> [Work to be completed]
Return each entry below word for word, leaving out any image.

> [Excerpted records]
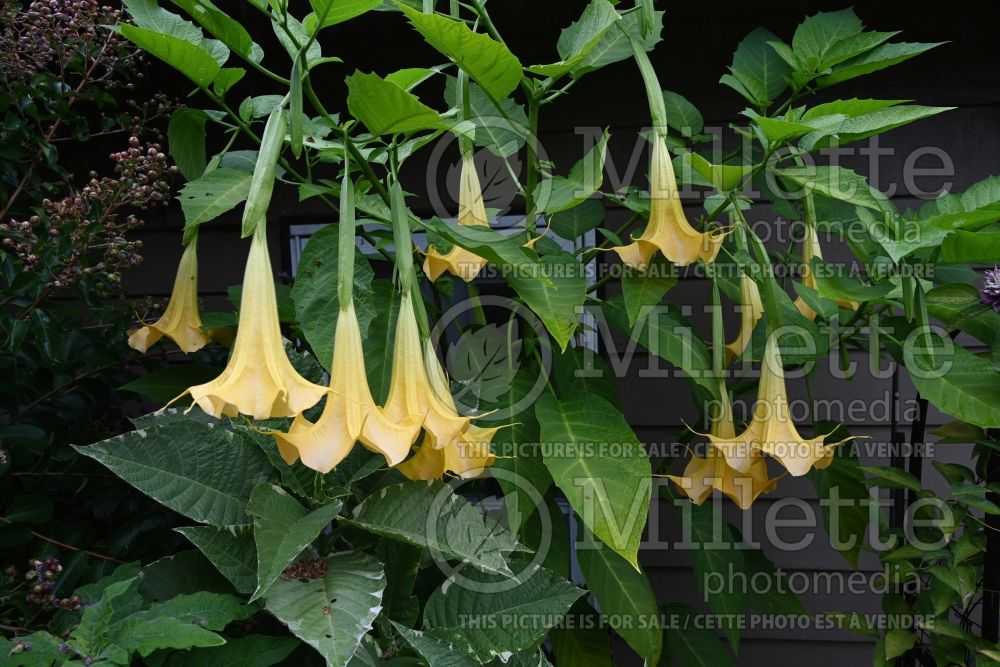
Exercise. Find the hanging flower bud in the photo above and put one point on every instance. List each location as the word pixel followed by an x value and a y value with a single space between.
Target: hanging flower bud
pixel 668 230
pixel 471 211
pixel 181 321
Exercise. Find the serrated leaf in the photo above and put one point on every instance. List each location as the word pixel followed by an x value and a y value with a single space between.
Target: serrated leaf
pixel 332 613
pixel 196 469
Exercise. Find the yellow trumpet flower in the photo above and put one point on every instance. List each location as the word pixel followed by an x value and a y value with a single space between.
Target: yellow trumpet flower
pixel 668 230
pixel 259 379
pixel 810 249
pixel 350 413
pixel 181 321
pixel 703 474
pixel 411 394
pixel 471 211
pixel 751 311
pixel 771 430
pixel 467 456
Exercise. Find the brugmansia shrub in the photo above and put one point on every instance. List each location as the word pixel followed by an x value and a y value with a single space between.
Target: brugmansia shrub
pixel 313 478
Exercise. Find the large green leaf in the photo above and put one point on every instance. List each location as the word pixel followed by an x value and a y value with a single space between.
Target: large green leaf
pixel 624 593
pixel 432 516
pixel 332 613
pixel 579 39
pixel 206 198
pixel 502 620
pixel 960 384
pixel 608 487
pixel 315 292
pixel 666 334
pixel 282 529
pixel 717 554
pixel 197 469
pixel 385 108
pixel 191 60
pixel 487 61
pixel 249 651
pixel 559 193
pixel 758 73
pixel 230 549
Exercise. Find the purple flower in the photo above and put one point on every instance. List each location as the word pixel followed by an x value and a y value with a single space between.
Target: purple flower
pixel 991 289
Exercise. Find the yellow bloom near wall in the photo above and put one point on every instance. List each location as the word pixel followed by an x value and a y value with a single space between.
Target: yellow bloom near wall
pixel 259 379
pixel 771 430
pixel 411 396
pixel 668 230
pixel 181 321
pixel 472 212
pixel 350 413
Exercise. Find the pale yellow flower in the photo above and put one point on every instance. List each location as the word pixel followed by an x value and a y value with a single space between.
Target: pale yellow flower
pixel 810 249
pixel 471 211
pixel 411 395
pixel 751 310
pixel 259 379
pixel 181 321
pixel 350 413
pixel 668 230
pixel 771 431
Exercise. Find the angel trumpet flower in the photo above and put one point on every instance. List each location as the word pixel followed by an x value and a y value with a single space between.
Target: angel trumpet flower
pixel 181 321
pixel 668 230
pixel 711 472
pixel 458 261
pixel 467 456
pixel 412 397
pixel 751 311
pixel 810 249
pixel 771 430
pixel 259 379
pixel 350 413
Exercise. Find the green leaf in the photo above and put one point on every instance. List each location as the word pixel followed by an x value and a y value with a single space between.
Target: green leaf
pixel 385 108
pixel 877 59
pixel 615 44
pixel 282 529
pixel 667 335
pixel 432 516
pixel 624 593
pixel 559 193
pixel 510 618
pixel 691 644
pixel 197 469
pixel 610 490
pixel 558 304
pixel 967 389
pixel 758 73
pixel 970 248
pixel 186 141
pixel 836 183
pixel 167 383
pixel 249 651
pixel 334 612
pixel 641 291
pixel 206 198
pixel 577 221
pixel 191 60
pixel 230 549
pixel 682 115
pixel 717 553
pixel 578 40
pixel 437 652
pixel 816 36
pixel 488 62
pixel 228 30
pixel 315 293
pixel 332 12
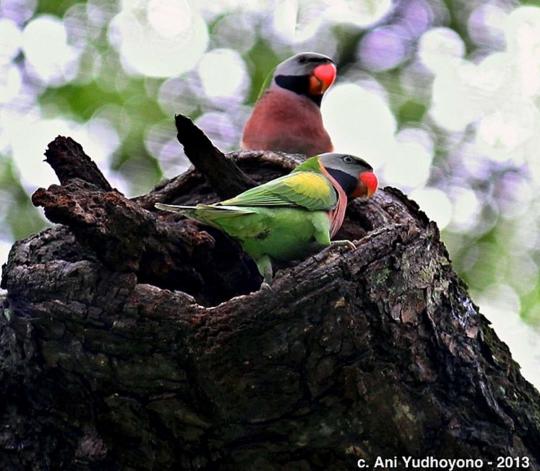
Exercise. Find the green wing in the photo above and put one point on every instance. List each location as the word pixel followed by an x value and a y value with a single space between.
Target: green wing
pixel 308 190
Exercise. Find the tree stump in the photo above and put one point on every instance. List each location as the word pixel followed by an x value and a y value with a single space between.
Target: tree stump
pixel 136 339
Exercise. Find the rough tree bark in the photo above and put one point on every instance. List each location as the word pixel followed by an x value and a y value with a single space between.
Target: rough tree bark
pixel 135 339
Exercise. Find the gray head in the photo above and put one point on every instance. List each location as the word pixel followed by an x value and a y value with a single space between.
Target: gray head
pixel 352 173
pixel 308 73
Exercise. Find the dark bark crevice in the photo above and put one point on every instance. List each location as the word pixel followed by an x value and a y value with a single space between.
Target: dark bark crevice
pixel 134 339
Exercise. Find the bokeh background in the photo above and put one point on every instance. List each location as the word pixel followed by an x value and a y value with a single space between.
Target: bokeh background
pixel 441 96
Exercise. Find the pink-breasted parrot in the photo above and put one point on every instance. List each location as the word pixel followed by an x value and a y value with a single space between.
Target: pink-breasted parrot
pixel 287 116
pixel 291 216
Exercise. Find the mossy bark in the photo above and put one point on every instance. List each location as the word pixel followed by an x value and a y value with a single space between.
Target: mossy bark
pixel 132 339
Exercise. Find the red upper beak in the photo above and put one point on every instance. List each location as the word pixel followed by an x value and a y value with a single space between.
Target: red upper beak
pixel 322 78
pixel 367 184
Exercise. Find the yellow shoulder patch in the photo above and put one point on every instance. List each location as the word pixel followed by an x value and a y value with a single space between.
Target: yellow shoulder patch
pixel 310 184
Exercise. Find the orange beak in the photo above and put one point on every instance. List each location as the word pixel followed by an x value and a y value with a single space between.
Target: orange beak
pixel 367 185
pixel 322 78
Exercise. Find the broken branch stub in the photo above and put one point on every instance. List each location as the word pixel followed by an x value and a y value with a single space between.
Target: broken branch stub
pixel 125 344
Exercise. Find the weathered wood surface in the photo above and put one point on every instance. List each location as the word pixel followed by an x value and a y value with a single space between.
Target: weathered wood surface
pixel 134 339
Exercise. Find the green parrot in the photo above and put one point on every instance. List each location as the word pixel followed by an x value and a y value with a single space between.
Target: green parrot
pixel 291 216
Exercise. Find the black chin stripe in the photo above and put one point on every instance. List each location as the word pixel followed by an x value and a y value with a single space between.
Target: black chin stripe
pixel 298 84
pixel 346 181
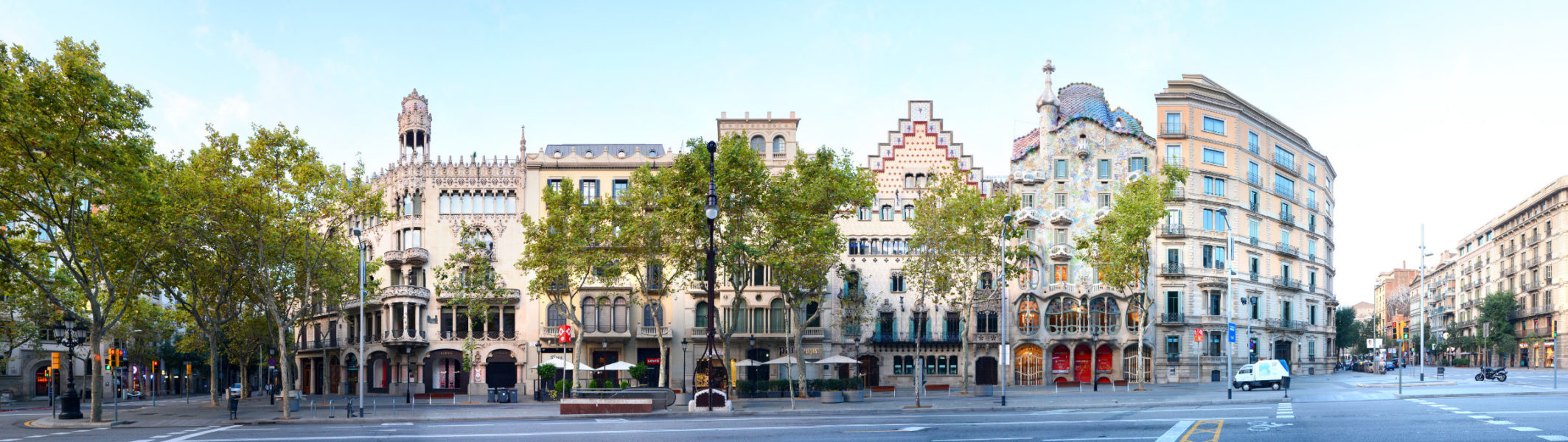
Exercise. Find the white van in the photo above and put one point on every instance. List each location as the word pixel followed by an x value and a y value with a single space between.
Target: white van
pixel 1264 373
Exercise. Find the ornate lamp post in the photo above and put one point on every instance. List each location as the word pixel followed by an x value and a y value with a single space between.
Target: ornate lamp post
pixel 714 376
pixel 69 334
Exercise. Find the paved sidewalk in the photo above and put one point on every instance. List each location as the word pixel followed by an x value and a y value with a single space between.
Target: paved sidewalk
pixel 381 408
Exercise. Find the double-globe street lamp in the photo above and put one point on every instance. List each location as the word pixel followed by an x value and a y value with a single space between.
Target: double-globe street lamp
pixel 69 333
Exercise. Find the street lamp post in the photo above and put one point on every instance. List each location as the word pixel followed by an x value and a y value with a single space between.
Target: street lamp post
pixel 1004 348
pixel 711 212
pixel 71 334
pixel 360 376
pixel 1230 306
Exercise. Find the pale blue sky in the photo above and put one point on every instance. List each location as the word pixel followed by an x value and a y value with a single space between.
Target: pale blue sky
pixel 1440 113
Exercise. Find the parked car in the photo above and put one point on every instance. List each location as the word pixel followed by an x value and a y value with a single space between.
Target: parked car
pixel 1264 373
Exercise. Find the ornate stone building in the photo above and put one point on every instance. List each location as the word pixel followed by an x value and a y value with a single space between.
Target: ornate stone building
pixel 882 336
pixel 1068 326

> [Answer to the exercise]
Exercise. Find the hanging flower bud in the photo above and put one point on every instance. List each location as the word pixel followed by an x value and a y value with a single space between.
Target: hanging flower bud
pixel 668 230
pixel 471 211
pixel 181 321
Exercise. Find the serrated leaf in the photo above and put one point on every instance. List each location as the word pixel followed by an x value and a y value with a single space between.
Target: serrated leaf
pixel 332 613
pixel 196 469
Exercise. Find the yellow trumpet flower in the photo above and put one point on every instance. List each location as the word pixel followed by an x value and a y value with a single space between.
Target: yellow trumpet flower
pixel 668 230
pixel 259 379
pixel 810 249
pixel 350 413
pixel 181 321
pixel 703 474
pixel 411 394
pixel 471 211
pixel 751 311
pixel 771 430
pixel 467 456
Exercise. Find the brugmansia shrub in the photo above and put one point on every instance. List each location as the word pixel followed by an x value and a y value with a single space between.
Target: brugmansia shrub
pixel 313 478
Exercise. Find the large green leaf in the photo above and put one point on every instance. List each location as the word pixel followed by an x value and a y value with a single space between.
Target: large green leaf
pixel 624 593
pixel 432 516
pixel 332 613
pixel 579 39
pixel 206 198
pixel 502 620
pixel 960 384
pixel 608 487
pixel 315 292
pixel 666 334
pixel 282 529
pixel 717 554
pixel 197 469
pixel 385 108
pixel 191 60
pixel 487 61
pixel 249 651
pixel 559 193
pixel 758 73
pixel 230 549
Exercise. Find the purple flower in the photo above and put one point on every instance. List each location as the word pixel followed by an x value and a y value with a single space between.
Target: purple flower
pixel 991 289
Exercise. Find the yellow bloom near wall in the photo above and put one point on every instance. List each location as the word pixel followed by an x value and a y value with a single space between.
Target: yellow bloom near wall
pixel 259 379
pixel 771 430
pixel 411 396
pixel 668 230
pixel 181 321
pixel 472 212
pixel 350 413
Exercise. Find the pale yellow flower in the photo above and put one point on every instance. List each location as the word pixel followed by an x value and a y value with a single space between.
Target: pale yellow flower
pixel 810 249
pixel 471 211
pixel 411 395
pixel 751 310
pixel 259 379
pixel 181 321
pixel 350 413
pixel 668 230
pixel 771 431
Exercise. Find the angel trumpet flower in the photo above and put one point on every instance. List each location as the word pixel followed by an x value and a y value with a single space between.
Target: angel trumpet flower
pixel 181 321
pixel 668 230
pixel 711 472
pixel 458 261
pixel 467 456
pixel 412 397
pixel 751 311
pixel 810 249
pixel 771 430
pixel 259 379
pixel 350 413
Exercise. Find the green leaf in the photo above and put one point on every instance. List each location as the word pixel followed by an x value and a y value with a single space between.
Target: green leaf
pixel 385 108
pixel 877 59
pixel 615 44
pixel 282 529
pixel 667 335
pixel 432 516
pixel 624 593
pixel 559 193
pixel 510 618
pixel 691 644
pixel 197 469
pixel 610 490
pixel 558 304
pixel 967 389
pixel 758 73
pixel 970 248
pixel 186 141
pixel 836 183
pixel 167 383
pixel 249 651
pixel 334 612
pixel 641 291
pixel 206 198
pixel 577 221
pixel 191 60
pixel 230 549
pixel 682 115
pixel 717 553
pixel 578 40
pixel 437 652
pixel 816 36
pixel 488 62
pixel 228 30
pixel 315 293
pixel 332 12
Exercise. Find the green wing in the photo above and put one point on every instance. List each location as the word pixel followed by an x value and a y value with a single space between.
Target: green wing
pixel 308 190
Exercise. Find the tree stump in the photo above and put one point on every instance. List each location as the word pixel followed by an x value and a y value with a single space between.
Target: tree stump
pixel 136 339
Exercise. Find the rough tree bark in the photo above and put one point on every instance. List each location as the word pixel followed by an x value and a y value with a single space between.
Target: rough tree bark
pixel 135 339
Exercise. Find the gray head in the photo above and put one point on every instance. List each location as the word pixel followed by an x value and a y value with a single space between.
Target: gray head
pixel 352 173
pixel 308 73
Exercise. Find the dark bark crevice in the photo above and put one point on every instance. List each location as the word pixel followed by an x value and a y value with a single space between.
Target: dark bark crevice
pixel 134 339
Exercise. Find the bokeh background in the photo above and put one point on every instance. List each location as the word pixel followed by an x value and a y value with a single space between.
Target: bokeh background
pixel 441 96
Exercise. Find the pink-breasted parrot in the photo above and put one point on every instance. List each location as the word pixel followed by an x value and a y value with a single space between.
Target: pink-breasted parrot
pixel 287 116
pixel 291 216
Exercise. Find the mossy bark in the photo above and put one point on every instance. List each location as the word pixel followed by an x value and a y value with a single space between.
Target: mossy bark
pixel 132 339
Exercise. Find the red upper beak in the photo above and put one point on every instance. List each location as the word pixel followed by an x value and a y value with a single space between.
Target: red upper beak
pixel 322 78
pixel 367 184
Exercise. Find the yellow shoulder patch in the photo above and put one point on every instance. List each location as the word pixel followed by an x value and a y value with a single space between.
Target: yellow shoulder patch
pixel 310 184
Exercise. Find the orange beak in the photo above and put one point on every instance. List each location as the word pixel followed by an x value and a y value with a single space between.
Target: orange beak
pixel 367 185
pixel 322 78
Exercise. Find the broken branch stub in the photo above and put one point on every instance. List each location as the word pixel followed by an x value and a y value with a single space between.
Target: broken branch stub
pixel 125 344
Exercise. Find the weathered wood surface in the photo above and put one point on every instance. List each location as the word pixel followed by an x value and a y value with a single space between.
Target: weathered wood surface
pixel 134 339
Exercise. Find the green parrot in the photo above and put one point on every instance. List each location as the word pixel followed by an x value and a y value with a single space between.
Target: green parrot
pixel 291 216
Exercise. Find the black chin stripe in the photo above and put one point on every instance. List each location as the word pixel followed by an x value and a y value with a single space between.
Target: black chin stripe
pixel 298 84
pixel 346 181
Exercise. Find the white van in the photo above and put one point on every instance. List each location as the word pixel followed by an x value and a y value with a single space between.
Target: white van
pixel 1264 373
Exercise. Find the ornate lamp post in the photo above and put one point on every instance. List each location as the word pixel followed by an x value and a y value with a single space between.
Target: ornate lamp post
pixel 714 376
pixel 69 334
Exercise. Find the paved sidewalk in the photo above and put one point on every instance. List each location as the word pixel followed by an x value and a y value with a single space between.
Target: paved sidewalk
pixel 381 408
Exercise. Find the double-globe street lamp in the photo above and put one point on every instance. List each location as the word pixel followed by an x value and a y value with a single space between.
Target: double-globe street lamp
pixel 69 333
Exercise. Find the street lamp post in the photo above and put one point on every instance. List each location as the word pixel followed by an x value and a y value with a single space between.
Target: street lamp post
pixel 1004 348
pixel 711 212
pixel 71 334
pixel 360 376
pixel 1230 306
Exercise. Find the pale blue sky in the photo above and put one point on every instance. List each location as the word pixel followed by an x value and a y value with a single space between.
Target: pale blue sky
pixel 1440 113
Exercise. Find the parked car in the photo above and put one point on every instance. List each location as the word pixel followed by an x value and a y value with a single space between.
Target: parked car
pixel 1264 373
Exercise. Find the ornate stone building in the photo above and put one point on every instance. List each location as the word pixel followed by an x value and a y value with a single space between.
Target: ornate stone building
pixel 882 336
pixel 1068 326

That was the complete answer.